# Good music for late evening



## quietfire (Mar 13, 2017)

Chopin's Nocturnes are playing right now, though I am not so sure how night-friendly it really is, haha. But definitely not as mentally intensive or loud as other pieces I have.

What are some music pieces that you play for the evening?


----------



## jegreenwood (Dec 25, 2015)

If your starting point is the Chopin Nocturnes (which I love) but you want less intense

Mendelssohn - Songs Without Words
Probably the Grieg Lyric Pieces, but I don't know them as well
I also like guitar and lute performances/transcriptions of Baroque works


----------



## quietfire (Mar 13, 2017)

jegreenwood said:


> If your starting point is the Chopin Nocturnes (which I love) but you want less intense
> 
> Mendelssohn - Songs Without Words
> Probably the Grieg Lyric Pieces, but I don't know them as well
> I also like *guitar and lute performances/transcriptions of Baroque works*


Good taste lol. I love them too.

E.g. the violin partitas transcribed for the classical guitar. I will have a check at Felix's songs w/o words, thanks


----------



## EddieRUKiddingVarese (Jan 8, 2013)




----------



## quietfire (Mar 13, 2017)

EddieRUKiddingVarese said:


>


The video is not available. I was thinking more along the lines of solo instrumental music (piano, or strings in the lower registers). Probably from the Romantic period.


----------



## EddieRUKiddingVarese (Jan 8, 2013)

quietfire said:


> The video is not available. I was thinking more along the lines of solo instrumental music (piano, or strings in the lower registers). Probably from the Romantic period.


well at least the Title has sleeping in it, as in Sleeping in a Jar


----------



## Pugg (Aug 8, 2014)

EddieRUKiddingVarese said:


>


If this is romantic, I wonder how Mrs Eddie feels about that?


----------



## EddieRUKiddingVarese (Jan 8, 2013)

Pugg said:


> If this is romantic, I wonder how Mrs Eddie feels about that?


Wait till your heard to version with Lyrics


----------



## hpowders (Dec 23, 2013)

Whether it is early morning or late evening, I listen to solo Bach, especially the Unaccompanied Solo Violin Sonatas and Partitas.
They give me peace and provide a purpose for living in this increasingly cold and insane world, where machines have taken the place of face to face human contact.

§ **Excerpted records**:
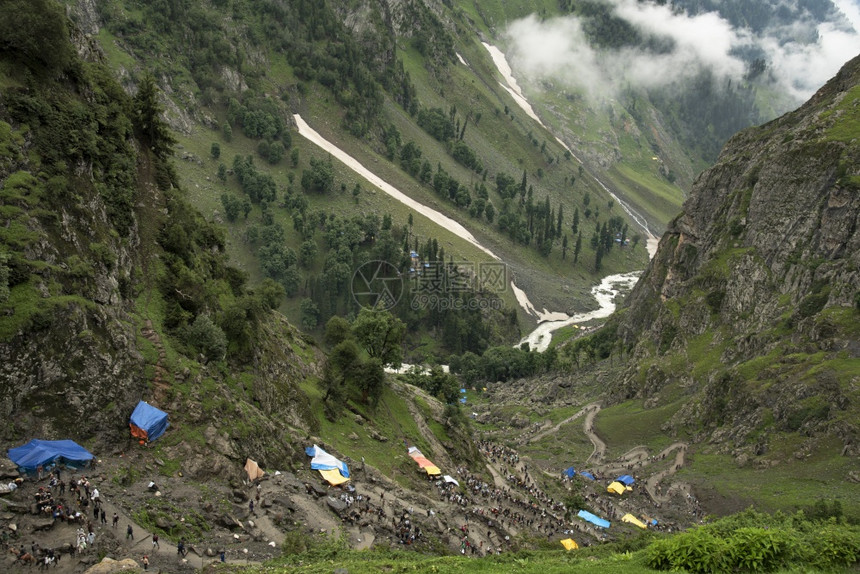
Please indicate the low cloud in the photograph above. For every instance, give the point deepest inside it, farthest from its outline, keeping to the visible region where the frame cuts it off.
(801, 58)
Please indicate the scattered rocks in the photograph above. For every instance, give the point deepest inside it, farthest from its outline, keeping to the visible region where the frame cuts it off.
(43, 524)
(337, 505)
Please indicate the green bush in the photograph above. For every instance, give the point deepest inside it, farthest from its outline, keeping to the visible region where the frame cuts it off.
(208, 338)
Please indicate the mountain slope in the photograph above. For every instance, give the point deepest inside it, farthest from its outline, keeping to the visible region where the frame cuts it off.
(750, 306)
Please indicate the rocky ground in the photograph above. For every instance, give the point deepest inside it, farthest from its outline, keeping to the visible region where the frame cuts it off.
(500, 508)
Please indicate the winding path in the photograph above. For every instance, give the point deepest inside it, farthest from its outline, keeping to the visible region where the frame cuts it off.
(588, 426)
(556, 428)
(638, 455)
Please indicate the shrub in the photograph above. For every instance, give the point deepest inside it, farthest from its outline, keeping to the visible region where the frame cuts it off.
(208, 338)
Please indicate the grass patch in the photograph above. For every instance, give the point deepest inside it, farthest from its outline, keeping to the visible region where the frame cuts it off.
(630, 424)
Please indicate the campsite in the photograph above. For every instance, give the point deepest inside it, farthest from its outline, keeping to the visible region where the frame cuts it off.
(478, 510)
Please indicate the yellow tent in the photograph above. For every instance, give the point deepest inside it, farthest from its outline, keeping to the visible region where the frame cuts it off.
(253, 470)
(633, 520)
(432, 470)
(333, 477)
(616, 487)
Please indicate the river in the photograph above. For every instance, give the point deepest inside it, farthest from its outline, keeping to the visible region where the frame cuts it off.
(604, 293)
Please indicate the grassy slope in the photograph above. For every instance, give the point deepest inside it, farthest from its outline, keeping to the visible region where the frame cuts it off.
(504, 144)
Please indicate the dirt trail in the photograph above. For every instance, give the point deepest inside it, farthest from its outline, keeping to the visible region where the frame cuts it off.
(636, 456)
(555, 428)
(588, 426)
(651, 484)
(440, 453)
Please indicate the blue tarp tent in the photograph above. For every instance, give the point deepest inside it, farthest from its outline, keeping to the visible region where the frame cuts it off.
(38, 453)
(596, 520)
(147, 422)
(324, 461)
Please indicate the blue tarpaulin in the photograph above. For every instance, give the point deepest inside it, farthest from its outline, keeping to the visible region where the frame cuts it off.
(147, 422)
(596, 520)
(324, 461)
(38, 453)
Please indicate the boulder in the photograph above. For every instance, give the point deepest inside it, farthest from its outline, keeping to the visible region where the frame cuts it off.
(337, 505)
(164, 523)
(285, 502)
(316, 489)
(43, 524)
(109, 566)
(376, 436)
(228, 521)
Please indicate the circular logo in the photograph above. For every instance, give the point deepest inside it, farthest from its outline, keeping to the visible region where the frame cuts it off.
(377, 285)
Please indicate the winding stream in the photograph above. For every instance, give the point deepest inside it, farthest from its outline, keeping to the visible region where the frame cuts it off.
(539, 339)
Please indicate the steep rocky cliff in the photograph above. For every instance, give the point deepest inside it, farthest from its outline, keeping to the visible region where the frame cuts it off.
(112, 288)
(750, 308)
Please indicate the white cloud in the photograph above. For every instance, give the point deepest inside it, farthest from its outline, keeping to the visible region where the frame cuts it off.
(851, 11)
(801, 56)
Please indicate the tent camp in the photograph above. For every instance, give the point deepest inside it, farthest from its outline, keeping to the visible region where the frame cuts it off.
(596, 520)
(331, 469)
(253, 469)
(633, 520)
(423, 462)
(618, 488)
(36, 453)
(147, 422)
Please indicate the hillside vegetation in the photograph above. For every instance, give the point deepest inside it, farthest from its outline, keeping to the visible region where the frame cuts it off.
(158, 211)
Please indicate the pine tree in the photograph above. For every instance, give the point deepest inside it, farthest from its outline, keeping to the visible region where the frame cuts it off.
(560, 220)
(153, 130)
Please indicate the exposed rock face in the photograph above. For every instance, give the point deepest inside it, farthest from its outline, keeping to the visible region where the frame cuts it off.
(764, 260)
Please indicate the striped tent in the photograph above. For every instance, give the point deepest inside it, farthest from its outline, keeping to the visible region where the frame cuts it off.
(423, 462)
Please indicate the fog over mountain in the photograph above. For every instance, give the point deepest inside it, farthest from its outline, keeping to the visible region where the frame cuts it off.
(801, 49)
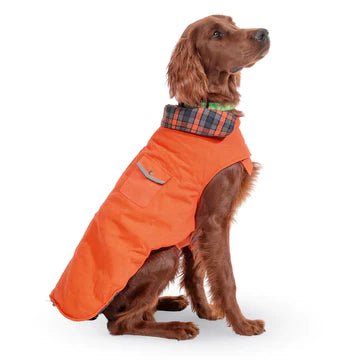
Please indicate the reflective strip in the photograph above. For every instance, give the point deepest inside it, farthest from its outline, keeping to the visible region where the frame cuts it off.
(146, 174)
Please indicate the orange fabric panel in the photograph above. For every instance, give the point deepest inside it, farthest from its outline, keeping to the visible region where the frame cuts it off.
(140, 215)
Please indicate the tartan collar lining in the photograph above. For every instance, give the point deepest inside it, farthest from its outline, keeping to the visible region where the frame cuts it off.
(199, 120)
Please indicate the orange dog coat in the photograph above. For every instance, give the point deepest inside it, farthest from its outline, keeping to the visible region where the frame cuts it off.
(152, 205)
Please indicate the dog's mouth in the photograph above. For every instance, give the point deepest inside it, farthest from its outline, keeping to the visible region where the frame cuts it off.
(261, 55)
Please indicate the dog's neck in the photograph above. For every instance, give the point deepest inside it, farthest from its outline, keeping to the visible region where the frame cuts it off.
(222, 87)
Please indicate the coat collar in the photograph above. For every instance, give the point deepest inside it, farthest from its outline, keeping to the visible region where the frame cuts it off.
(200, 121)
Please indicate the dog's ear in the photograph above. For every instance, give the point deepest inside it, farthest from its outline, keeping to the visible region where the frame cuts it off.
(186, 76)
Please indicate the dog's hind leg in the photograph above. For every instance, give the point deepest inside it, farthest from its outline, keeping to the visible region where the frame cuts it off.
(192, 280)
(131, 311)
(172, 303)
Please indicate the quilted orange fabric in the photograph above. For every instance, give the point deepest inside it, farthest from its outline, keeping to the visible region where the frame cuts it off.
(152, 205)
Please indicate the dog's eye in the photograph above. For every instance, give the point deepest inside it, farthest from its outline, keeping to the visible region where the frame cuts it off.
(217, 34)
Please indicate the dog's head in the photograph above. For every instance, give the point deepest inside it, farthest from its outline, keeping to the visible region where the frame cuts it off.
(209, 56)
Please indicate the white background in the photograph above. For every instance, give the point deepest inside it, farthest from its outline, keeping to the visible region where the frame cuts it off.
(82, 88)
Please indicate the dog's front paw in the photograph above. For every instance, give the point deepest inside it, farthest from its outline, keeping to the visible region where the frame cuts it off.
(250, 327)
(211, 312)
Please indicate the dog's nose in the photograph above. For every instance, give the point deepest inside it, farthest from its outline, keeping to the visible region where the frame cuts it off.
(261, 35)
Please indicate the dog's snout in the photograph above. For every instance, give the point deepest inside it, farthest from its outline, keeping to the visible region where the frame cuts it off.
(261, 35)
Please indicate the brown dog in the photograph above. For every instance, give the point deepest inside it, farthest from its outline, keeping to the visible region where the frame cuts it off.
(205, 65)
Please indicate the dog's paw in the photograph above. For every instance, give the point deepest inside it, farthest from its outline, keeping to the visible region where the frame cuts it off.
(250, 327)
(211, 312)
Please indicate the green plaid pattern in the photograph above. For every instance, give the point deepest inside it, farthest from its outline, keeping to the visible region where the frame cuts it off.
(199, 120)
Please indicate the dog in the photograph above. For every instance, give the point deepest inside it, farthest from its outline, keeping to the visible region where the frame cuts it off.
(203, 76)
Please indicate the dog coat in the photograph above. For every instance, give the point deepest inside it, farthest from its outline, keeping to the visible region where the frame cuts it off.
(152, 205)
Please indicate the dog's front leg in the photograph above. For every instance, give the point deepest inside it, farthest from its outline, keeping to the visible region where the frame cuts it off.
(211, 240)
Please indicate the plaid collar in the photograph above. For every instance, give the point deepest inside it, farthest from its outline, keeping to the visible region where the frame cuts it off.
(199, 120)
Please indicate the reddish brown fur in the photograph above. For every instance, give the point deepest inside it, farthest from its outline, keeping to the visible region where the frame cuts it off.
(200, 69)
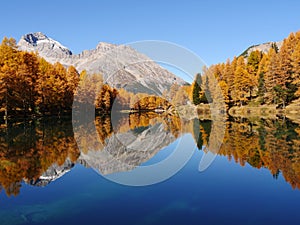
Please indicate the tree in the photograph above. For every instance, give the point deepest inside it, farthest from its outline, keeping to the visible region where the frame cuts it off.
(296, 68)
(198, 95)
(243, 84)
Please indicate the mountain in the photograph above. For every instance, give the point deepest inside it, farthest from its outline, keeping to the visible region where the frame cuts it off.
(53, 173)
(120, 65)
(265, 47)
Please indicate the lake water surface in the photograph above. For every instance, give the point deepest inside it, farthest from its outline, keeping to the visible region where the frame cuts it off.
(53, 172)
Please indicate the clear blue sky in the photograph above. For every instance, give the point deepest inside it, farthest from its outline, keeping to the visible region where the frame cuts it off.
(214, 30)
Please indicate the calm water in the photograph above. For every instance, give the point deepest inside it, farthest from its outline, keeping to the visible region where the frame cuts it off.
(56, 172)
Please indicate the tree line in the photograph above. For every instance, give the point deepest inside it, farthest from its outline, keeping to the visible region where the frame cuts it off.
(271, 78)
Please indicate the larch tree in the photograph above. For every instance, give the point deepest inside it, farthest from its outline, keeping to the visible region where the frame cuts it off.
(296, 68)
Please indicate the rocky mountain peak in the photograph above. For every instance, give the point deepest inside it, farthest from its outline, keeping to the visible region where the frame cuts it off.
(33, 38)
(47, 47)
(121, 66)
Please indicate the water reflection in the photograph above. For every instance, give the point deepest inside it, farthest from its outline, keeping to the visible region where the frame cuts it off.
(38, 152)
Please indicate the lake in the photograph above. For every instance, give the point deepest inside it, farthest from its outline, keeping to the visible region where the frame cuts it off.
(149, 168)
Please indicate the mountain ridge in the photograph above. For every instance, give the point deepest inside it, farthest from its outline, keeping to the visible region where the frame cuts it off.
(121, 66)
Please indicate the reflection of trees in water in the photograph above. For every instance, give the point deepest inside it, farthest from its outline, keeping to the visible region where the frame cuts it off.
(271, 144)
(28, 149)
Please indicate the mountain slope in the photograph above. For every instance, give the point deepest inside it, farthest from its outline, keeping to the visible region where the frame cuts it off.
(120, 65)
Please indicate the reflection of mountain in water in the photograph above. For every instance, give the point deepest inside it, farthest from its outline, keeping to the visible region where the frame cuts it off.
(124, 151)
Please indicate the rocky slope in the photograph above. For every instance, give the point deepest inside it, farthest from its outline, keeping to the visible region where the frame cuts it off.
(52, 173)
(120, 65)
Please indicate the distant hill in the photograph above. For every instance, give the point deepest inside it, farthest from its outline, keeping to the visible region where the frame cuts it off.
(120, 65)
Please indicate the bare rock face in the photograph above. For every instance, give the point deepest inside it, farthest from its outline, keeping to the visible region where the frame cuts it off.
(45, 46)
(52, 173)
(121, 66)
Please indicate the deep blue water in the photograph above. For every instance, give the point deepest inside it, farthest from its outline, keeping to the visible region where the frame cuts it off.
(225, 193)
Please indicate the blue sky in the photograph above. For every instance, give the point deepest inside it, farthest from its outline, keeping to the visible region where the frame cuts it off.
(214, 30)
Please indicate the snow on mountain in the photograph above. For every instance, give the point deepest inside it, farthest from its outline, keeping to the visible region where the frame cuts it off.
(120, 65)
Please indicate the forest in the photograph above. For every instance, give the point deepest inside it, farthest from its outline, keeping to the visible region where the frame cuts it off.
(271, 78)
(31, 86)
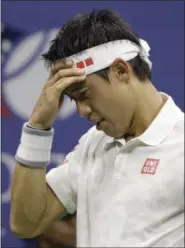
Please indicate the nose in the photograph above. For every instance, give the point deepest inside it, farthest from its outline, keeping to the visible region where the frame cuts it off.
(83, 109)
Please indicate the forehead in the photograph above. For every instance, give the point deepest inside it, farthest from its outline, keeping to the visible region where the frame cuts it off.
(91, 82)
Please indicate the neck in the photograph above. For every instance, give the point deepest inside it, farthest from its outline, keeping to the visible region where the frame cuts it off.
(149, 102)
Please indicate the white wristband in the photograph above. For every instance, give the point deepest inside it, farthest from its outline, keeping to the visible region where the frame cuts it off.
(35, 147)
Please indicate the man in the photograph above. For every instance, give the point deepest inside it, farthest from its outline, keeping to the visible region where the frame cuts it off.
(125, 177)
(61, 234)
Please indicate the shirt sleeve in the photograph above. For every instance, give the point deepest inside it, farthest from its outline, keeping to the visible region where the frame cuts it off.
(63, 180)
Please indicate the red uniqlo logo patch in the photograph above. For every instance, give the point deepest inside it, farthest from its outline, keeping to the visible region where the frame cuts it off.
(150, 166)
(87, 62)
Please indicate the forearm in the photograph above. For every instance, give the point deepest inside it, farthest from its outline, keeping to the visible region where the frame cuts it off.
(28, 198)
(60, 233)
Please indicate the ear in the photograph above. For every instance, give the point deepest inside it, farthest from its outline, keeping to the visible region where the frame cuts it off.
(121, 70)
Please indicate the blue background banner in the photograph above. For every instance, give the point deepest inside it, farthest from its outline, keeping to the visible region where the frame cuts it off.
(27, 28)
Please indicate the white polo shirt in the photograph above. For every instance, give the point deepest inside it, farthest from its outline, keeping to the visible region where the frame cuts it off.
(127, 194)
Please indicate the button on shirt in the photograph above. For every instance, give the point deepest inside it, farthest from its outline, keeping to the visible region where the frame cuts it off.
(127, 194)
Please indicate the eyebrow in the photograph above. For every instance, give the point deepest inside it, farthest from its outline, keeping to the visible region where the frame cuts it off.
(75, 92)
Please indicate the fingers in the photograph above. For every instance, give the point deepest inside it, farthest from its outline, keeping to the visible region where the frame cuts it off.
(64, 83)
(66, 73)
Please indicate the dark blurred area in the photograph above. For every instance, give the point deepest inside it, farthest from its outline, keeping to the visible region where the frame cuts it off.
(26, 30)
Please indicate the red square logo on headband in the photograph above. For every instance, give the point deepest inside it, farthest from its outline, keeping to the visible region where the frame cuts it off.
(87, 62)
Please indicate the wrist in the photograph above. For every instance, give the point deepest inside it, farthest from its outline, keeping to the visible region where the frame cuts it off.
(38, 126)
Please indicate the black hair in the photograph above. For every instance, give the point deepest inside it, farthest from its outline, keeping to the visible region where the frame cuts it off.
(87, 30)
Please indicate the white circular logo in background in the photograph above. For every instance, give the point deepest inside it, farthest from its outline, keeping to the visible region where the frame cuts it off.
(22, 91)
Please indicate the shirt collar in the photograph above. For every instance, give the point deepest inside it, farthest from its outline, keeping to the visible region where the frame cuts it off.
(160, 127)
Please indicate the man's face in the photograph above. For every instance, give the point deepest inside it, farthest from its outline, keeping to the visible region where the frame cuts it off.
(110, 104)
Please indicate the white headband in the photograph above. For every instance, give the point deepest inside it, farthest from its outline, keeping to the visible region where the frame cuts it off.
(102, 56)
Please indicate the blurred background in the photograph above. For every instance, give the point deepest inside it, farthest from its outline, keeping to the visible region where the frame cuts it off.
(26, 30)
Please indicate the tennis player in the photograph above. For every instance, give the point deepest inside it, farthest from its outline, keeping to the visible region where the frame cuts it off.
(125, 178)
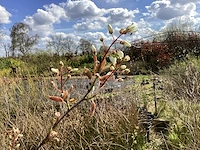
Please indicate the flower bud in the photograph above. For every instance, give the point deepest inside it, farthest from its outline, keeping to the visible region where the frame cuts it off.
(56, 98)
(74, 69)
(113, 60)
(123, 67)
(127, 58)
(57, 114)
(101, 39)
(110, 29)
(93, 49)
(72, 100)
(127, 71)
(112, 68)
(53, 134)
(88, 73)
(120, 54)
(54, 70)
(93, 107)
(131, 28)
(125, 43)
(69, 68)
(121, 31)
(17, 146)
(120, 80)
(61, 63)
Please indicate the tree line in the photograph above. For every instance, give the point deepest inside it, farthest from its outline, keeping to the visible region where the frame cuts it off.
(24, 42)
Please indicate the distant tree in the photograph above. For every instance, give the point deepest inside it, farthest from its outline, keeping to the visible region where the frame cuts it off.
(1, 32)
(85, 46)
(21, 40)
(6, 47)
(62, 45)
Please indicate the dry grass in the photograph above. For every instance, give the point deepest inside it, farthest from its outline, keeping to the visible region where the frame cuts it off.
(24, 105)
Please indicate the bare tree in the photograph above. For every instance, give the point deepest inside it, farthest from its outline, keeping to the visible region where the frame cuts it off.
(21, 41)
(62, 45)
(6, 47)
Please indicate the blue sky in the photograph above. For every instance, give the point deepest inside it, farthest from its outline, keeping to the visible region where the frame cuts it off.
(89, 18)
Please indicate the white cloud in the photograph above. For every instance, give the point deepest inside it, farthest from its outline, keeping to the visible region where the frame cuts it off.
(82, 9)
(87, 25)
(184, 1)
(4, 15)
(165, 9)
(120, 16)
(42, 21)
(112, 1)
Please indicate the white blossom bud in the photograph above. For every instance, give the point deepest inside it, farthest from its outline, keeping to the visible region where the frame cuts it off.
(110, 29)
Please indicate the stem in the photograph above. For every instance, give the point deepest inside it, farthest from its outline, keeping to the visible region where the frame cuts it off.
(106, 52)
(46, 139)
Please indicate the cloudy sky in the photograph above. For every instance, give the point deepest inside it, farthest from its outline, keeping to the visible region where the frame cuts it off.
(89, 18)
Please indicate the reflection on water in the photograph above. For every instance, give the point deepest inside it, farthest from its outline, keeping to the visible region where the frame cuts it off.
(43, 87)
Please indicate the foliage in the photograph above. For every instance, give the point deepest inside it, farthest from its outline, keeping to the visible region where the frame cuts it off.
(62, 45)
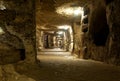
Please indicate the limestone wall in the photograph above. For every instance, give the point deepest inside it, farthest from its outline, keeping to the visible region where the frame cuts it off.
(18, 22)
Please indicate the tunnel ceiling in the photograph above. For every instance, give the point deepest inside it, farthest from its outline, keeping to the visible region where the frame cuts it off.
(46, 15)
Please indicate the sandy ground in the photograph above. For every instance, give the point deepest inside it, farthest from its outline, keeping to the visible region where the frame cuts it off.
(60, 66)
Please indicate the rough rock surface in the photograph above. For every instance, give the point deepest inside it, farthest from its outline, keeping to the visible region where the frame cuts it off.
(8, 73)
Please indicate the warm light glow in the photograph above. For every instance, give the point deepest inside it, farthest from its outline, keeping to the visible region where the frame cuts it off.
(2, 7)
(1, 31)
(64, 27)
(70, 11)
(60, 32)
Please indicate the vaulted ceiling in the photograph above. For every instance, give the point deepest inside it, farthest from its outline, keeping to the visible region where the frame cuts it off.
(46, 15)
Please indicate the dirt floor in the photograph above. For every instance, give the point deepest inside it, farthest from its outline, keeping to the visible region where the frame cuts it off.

§ **Short exercise A**:
Copy the late-evening music thread starting at "Wait till your" and ending at "Sonatas and Partitas.", substituting "midday" for "early morning".
§ **Short exercise B**:
Proceed with the late-evening music thread, writing on from its final sentence.
The rows have nothing to do with the late-evening music thread.

§ **Final answer A**:
Wait till your heard to version with Lyrics


----------



## hpowders (Dec 23, 2013)

Whether it is midday or late evening, I listen to solo Bach, especially the Unaccompanied Solo Violin Sonatas and Partitas.

§ **Final answer B**:
----------



## quietfire (Mar 13, 2017)

hpowders said:


> Whether it is early morning or late evening, I listen to solo Bach, especially the Unaccompanied Solo Violin Sonatas and Partitas.
> They give me peace and provide a purpose for living in this increasingly cold and insane world, where machines have taken the place of face to face human contact.


I listen to Ehnes version, they are lovely. But I don't think it is good for me to listen to in the late evening as it is, how should I say it, quite dense in information.


----------



## jegreenwood (Dec 25, 2015)

quietfire said:


> I listen to Ehnes version, they are lovely. But I don't think it is good for me to listen to in the late evening as it is, how should I say it, quite dense in information.


The sonority of the cello in the Cello Suites is a more natural fit for me.

The Mozart Clarinet Quintet (and most of the Brahms Clarinet Quintet) would also work.


----------



## hpowders (Dec 23, 2013)

quietfire said:


> I listen to Ehnes version, they are lovely. But I don't think it is good for me to listen to in the late evening as it is, how should I say it, quite dense in information.


Then just listen to the beautiful slow movements of Unaccompanied Violin Sonata No. 2 and Sonata No. 3; perhaps the Sarabande movements from the Keyboard Partitas. They will transport you to a different planet....one that is a lot better than this one.


----------



## pcnog11 (Nov 14, 2016)

I would prefer violin pieces over piano pieces. Any violin solos or sonatas in the classical era will be fine. Of course....with a glass or whiskey.


----------



## Klassik (Mar 14, 2017)

Well, here are a couple of obvious choices. Mozart's _Eine kleine Nachtmusik_ and Brahms' _Wiegenlied: Guten Abend, gute Nacht_. The Mozart would probably work if you're looking for a bit of a boost in the evening. I always find Mozart to be very refreshing when I need a bit of a boost. The Brahms' piece would probably work if you're looking to wind down before going to sleep!


----------



## isorhythm (Jan 2, 2015)

This might be a little out of left field, but I'd say Takemitsu.

Perfect if you're up late, alone, savoring the tranquility.


----------



## andresg (Mar 21, 2017)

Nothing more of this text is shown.